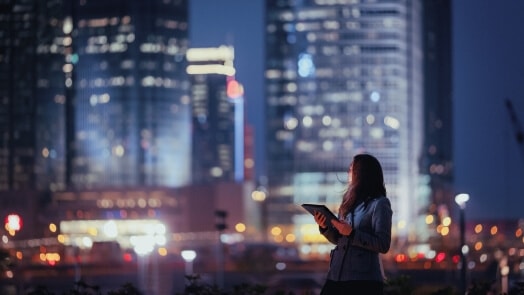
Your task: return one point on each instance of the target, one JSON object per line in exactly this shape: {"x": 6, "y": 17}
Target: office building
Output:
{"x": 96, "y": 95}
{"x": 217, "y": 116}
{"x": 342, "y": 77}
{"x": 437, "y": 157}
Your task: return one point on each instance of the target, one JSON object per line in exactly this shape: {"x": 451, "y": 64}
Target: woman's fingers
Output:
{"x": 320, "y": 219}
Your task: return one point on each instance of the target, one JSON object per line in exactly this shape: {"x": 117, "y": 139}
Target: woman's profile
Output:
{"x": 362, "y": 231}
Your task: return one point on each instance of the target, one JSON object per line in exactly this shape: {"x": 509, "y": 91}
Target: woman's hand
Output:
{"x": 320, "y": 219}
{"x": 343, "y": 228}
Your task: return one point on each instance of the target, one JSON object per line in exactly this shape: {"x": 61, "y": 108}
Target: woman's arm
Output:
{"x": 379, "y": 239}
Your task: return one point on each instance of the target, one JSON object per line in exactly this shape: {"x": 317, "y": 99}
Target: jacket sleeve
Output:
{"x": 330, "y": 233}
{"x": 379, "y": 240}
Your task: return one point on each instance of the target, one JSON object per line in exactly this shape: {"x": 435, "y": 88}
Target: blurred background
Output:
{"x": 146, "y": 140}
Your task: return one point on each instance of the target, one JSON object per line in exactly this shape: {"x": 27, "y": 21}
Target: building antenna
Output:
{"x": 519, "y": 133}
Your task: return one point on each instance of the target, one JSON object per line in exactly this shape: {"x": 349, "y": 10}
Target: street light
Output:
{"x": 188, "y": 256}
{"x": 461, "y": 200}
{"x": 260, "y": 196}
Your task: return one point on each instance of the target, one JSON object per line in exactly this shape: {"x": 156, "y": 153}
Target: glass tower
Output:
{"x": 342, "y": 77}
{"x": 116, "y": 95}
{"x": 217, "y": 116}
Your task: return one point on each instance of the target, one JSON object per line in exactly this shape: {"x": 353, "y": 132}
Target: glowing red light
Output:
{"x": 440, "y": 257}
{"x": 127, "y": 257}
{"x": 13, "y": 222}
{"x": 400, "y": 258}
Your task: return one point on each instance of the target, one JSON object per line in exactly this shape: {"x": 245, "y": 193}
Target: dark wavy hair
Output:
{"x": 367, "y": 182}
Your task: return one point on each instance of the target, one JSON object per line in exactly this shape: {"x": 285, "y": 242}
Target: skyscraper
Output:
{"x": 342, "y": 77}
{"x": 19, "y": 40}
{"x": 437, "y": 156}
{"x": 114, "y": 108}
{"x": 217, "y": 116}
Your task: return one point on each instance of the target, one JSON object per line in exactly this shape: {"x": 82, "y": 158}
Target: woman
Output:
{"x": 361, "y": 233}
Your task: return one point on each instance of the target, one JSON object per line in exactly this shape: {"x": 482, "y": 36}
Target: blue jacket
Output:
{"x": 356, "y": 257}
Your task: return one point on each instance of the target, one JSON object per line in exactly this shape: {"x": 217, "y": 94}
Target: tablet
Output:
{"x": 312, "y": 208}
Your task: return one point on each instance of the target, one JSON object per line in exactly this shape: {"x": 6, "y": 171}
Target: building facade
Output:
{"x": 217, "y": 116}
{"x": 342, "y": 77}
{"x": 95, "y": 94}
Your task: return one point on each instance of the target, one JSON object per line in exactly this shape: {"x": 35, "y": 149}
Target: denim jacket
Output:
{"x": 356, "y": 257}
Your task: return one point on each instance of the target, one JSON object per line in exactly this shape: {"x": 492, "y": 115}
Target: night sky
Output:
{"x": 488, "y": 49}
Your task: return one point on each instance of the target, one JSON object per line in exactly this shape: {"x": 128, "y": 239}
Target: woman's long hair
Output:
┄┄┄┄┄┄
_Instructions for the task_: The listing above should be transcribed word for word, with its pictures left out.

_Worked solution_:
Your task: return one point on each instance of the target, one JSON object per line in exactly this shape: {"x": 6, "y": 17}
Target: office building
Output:
{"x": 96, "y": 95}
{"x": 217, "y": 116}
{"x": 342, "y": 77}
{"x": 437, "y": 157}
Your task: return one point on each instance of the target, one JSON object per line in exactly this shape: {"x": 451, "y": 64}
Target: woman's fingers
Output:
{"x": 320, "y": 219}
Your task: return one point on each instance of the target, one JSON object per line in exactly this shape: {"x": 117, "y": 139}
Target: woman's profile
Output:
{"x": 362, "y": 231}
Your task: return one point on each instance of the target, one JSON object per line in exactly this shape: {"x": 509, "y": 91}
Target: woman's hand
Output:
{"x": 320, "y": 219}
{"x": 343, "y": 228}
Your task: return one point on each instance of the target, one JSON object per line in exactly this shape: {"x": 61, "y": 108}
Target: woman's arm
Output:
{"x": 379, "y": 239}
Your task: return one point on each instance of the target, one JSON object per line in exactly this shape: {"x": 317, "y": 99}
Target: jacket sleeve
Output:
{"x": 330, "y": 233}
{"x": 379, "y": 240}
Your task: return one point on each instance of the target, one JSON object per line in exactly this shape: {"x": 435, "y": 88}
Target: blurred background
Output:
{"x": 146, "y": 140}
Your task: return one point on each instance of the target, one JSON object per line in exactly this shape: {"x": 27, "y": 21}
Target: building antenna
Output:
{"x": 519, "y": 133}
Your task: return one point on each instance of the target, one JSON object per line in exactly this shape: {"x": 349, "y": 10}
Target: street light
Output:
{"x": 188, "y": 256}
{"x": 461, "y": 200}
{"x": 260, "y": 196}
Your task: return one point on each instance of the target, one JSON object per line in exactly this shape: {"x": 156, "y": 153}
Target: glass tower
Output:
{"x": 342, "y": 77}
{"x": 116, "y": 95}
{"x": 217, "y": 116}
Your task: return one point on each instance of the target, one JSON object per line in exactly this shape: {"x": 353, "y": 132}
Target: glowing red light
Output:
{"x": 440, "y": 257}
{"x": 127, "y": 257}
{"x": 13, "y": 222}
{"x": 400, "y": 258}
Your task: return one point on each instance of the target, one JSON object per line in exactly this shape: {"x": 245, "y": 193}
Target: dark wavy hair
Output:
{"x": 367, "y": 182}
Your task: return one point on each instance of the target, one JSON object per line in exactly this shape: {"x": 285, "y": 242}
Target: skyscraper
Output:
{"x": 342, "y": 77}
{"x": 19, "y": 40}
{"x": 437, "y": 156}
{"x": 114, "y": 108}
{"x": 217, "y": 116}
Your task: return one point on each instance of the target, one JSON object per line in exactly this shape: {"x": 82, "y": 158}
Target: woman
Output:
{"x": 361, "y": 233}
Your task: return one point on each instance of the target, one JSON object per line in exactly this shape: {"x": 482, "y": 36}
Target: blue jacket
Output:
{"x": 356, "y": 257}
Your task: return one point on each instance of the target, one JSON object per line in exactly this shape: {"x": 217, "y": 94}
Target: tablet
Output:
{"x": 312, "y": 208}
Your task: return one point on each instance of the target, one JSON object per line in exactly this shape: {"x": 6, "y": 171}
Target: building facade
Output:
{"x": 217, "y": 116}
{"x": 342, "y": 77}
{"x": 95, "y": 94}
Your task: return one point on each instance of the target, one JSON object per line in exactly this shape: {"x": 35, "y": 149}
Target: denim jacket
Output:
{"x": 356, "y": 257}
Your task: return one point on each instance of the target, one JSON object per line in exactly this shape: {"x": 492, "y": 115}
Target: night sky
Output:
{"x": 488, "y": 49}
Your task: return one point on each instance of the target, one JSON object per line in exactly this shape: {"x": 128, "y": 239}
Target: woman's long hair
Output:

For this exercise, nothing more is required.